**** Provided information ****

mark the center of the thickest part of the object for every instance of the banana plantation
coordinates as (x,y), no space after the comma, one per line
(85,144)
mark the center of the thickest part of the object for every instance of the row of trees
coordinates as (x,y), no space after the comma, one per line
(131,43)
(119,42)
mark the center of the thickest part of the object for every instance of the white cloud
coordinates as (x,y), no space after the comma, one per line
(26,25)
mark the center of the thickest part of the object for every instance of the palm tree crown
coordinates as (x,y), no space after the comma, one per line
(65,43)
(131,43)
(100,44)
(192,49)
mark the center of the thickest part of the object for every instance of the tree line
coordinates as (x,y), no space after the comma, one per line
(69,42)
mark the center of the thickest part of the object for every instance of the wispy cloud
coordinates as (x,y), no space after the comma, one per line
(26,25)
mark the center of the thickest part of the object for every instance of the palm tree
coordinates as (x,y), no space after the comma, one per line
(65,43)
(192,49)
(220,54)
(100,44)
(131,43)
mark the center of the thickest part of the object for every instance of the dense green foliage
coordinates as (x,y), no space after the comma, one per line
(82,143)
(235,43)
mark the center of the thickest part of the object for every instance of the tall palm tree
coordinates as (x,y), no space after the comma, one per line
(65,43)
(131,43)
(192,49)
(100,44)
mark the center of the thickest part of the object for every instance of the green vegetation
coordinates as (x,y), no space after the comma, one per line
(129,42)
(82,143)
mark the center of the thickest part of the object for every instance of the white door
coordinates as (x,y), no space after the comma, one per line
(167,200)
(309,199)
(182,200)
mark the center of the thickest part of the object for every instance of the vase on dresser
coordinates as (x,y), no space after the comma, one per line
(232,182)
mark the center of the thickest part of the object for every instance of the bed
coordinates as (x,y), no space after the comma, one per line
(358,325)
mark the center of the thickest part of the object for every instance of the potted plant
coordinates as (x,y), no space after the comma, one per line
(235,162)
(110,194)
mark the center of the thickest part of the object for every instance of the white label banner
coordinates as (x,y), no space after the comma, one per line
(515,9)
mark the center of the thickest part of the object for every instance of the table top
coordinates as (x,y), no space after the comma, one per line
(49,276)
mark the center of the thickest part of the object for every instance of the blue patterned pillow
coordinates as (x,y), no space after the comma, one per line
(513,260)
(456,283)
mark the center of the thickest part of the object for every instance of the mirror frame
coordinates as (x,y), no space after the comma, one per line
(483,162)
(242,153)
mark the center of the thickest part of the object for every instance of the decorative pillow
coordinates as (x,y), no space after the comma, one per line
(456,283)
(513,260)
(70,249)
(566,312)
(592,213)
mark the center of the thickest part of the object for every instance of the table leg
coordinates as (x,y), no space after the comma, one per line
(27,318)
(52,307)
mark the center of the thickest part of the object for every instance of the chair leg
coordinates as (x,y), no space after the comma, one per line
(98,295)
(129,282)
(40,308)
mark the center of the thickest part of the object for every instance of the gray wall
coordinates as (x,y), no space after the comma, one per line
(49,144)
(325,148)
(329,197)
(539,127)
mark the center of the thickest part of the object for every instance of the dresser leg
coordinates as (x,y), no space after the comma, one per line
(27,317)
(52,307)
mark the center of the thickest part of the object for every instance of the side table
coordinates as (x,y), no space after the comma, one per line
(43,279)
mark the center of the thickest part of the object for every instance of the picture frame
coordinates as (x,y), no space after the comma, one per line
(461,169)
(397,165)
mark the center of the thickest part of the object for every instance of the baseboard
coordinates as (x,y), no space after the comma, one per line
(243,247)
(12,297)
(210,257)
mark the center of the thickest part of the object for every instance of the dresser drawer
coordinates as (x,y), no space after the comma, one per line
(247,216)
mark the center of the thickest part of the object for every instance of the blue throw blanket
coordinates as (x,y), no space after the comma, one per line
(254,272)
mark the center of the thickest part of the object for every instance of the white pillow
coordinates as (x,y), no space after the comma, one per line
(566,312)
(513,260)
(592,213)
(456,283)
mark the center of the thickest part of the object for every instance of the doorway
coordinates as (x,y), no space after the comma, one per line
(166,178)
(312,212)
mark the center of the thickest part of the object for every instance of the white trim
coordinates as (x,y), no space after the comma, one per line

****

Rewrite every line of the entries above as a numbered list, skipping any blank lines.

1. mark the center of the thickest part of the object for every instance of the banana plantation
2. coordinates as (x,y), no space after the comma, one per line
3. (85,144)
4. mark the center of the thickest part of the object for every instance of the row of trees
5. coordinates as (x,y), no space after the comma, one per line
6. (131,43)
7. (119,42)
8. mark the center of the thickest part of the object for every instance of the white cloud
9. coordinates as (x,y), no space after the comma, one per line
10. (26,25)
11. mark the center of the thickest part of the object for every instance of the palm tree crown
12. coordinates as (x,y), no space after the comma, one per line
13. (65,43)
14. (131,43)
15. (100,44)
16. (192,49)
17. mark the center of the thickest part of the object for every instance of the tree line
18. coordinates as (x,y), no space after the comma, one per line
19. (69,42)
20. mark the center of the thickest part of the object for every instance of the wispy cloud
21. coordinates as (x,y), no space after the comma, one per line
22. (26,25)
23. mark the center of the thickest part of the object for every instance of the palm tree
24. coordinates as (x,y), no space after the comma, one per line
25. (65,43)
26. (192,49)
27. (220,54)
28. (100,44)
29. (131,43)
30. mark the center of the thickest part of the object for every instance of the dense green foliage
31. coordinates as (x,y), no space after the comma, one per line
32. (82,143)
33. (235,43)
34. mark the center of the thickest part of the object for every instance of the tall palm tree
35. coordinates as (x,y), no space after the comma, one per line
36. (65,43)
37. (131,43)
38. (192,49)
39. (100,44)
40. mark the center of the thickest part of the object for every instance of the green vegetation
41. coordinates as (x,y), no space after the comma, one per line
42. (129,42)
43. (82,143)
44. mark the center of the thickest part of the object for every instance of the white door
45. coordinates as (x,y), no space after the comma, one per line
46. (167,200)
47. (309,199)
48. (182,200)
49. mark the center of the thickest part of the object for every instance of the vase on dresser
50. coordinates as (x,y), no space after the comma, one per line
51. (232,182)
52. mark the center of the thickest part of the object for every instance of the bed
53. coordinates as (x,y), no space after the comma, one per line
54. (358,325)
55. mark the center of the thickest part of the object for every instance of the potted plant
56. coordinates as (x,y), no space after the comma, one per line
57. (235,162)
58. (110,194)
59. mark the center of the thickest part of the object for every instance of the white label banner
60. coordinates as (x,y), no space after the comma, one per line
61. (515,9)
62. mark the center of the thickest part of the object for every instance of the table top
63. coordinates as (x,y), no space after the comma, one per line
64. (49,276)
65. mark the center of the thickest part of the object for every instance of the blue patterned pillow
66. coordinates as (x,y), no space after the comma, one per line
67. (513,260)
68. (456,283)
69. mark the center of the thickest part of the object for every instance of the mirror frame
70. coordinates as (x,y), no space after the comma, one per line
71. (483,162)
72. (242,153)
73. mark the center of the thickest part of the object for every instance of the decorative pillow
74. coordinates as (x,y), no space after the comma, one per line
75. (456,283)
76. (513,260)
77. (70,249)
78. (566,312)
79. (592,213)
80. mark the center of the thickest part of the object for every instance of the table leg
81. coordinates as (x,y), no space after the comma, one per line
82. (27,318)
83. (52,307)
84. mark the center of the thickest part of the object for every instance of the chair leg
85. coordinates as (x,y), no space after the comma, one per line
86. (98,295)
87. (129,282)
88. (40,308)
89. mark the center of the thickest part of the object for every instance of the gray wall
90. coordinates as (x,y), no space after the comma, one per line
91. (49,144)
92. (325,148)
93. (329,197)
94. (539,127)
95. mark the center of the thickest part of the object for every instance of the dresser leg
96. coordinates as (x,y), no space after the comma, one per line
97. (27,317)
98. (52,307)
99. mark the center of the thickest part of the object for every instance of the side table
100. coordinates as (x,y), no space after the comma, one per line
101. (43,279)
102. mark the center of the thickest part of the object for every instance of the picture frame
103. coordinates as (x,y), no space after the comma, one per line
104. (461,169)
105. (397,165)
106. mark the center of the thickest part of the object for every instance of the baseboard
107. coordinates as (x,y), no space after the comma, one per line
108. (243,247)
109. (12,297)
110. (210,257)
111. mark the center of the thickest part of the object for every instance of the dresser drawer
112. coordinates as (x,y), no space after the comma, one per line
113. (247,216)
114. mark the center of the thickest part of the object for every instance of the blue throw blanket
115. coordinates as (x,y), no space after the comma, one per line
116. (254,272)
117. mark the center of the thickest part of the object for every instance of the white pillow
118. coordinates as (x,y), no space after the comma, one per line
119. (566,312)
120. (513,260)
121. (592,213)
122. (456,283)
123. mark the center of the thickest part of the object for every instance of the doorway
124. coordinates as (x,y), no space after the comma, one per line
125. (166,178)
126. (312,212)
127. mark the center of the thickest part of the object for every instance of the white trim
128. coordinates as (x,y), no space after the comma, one per line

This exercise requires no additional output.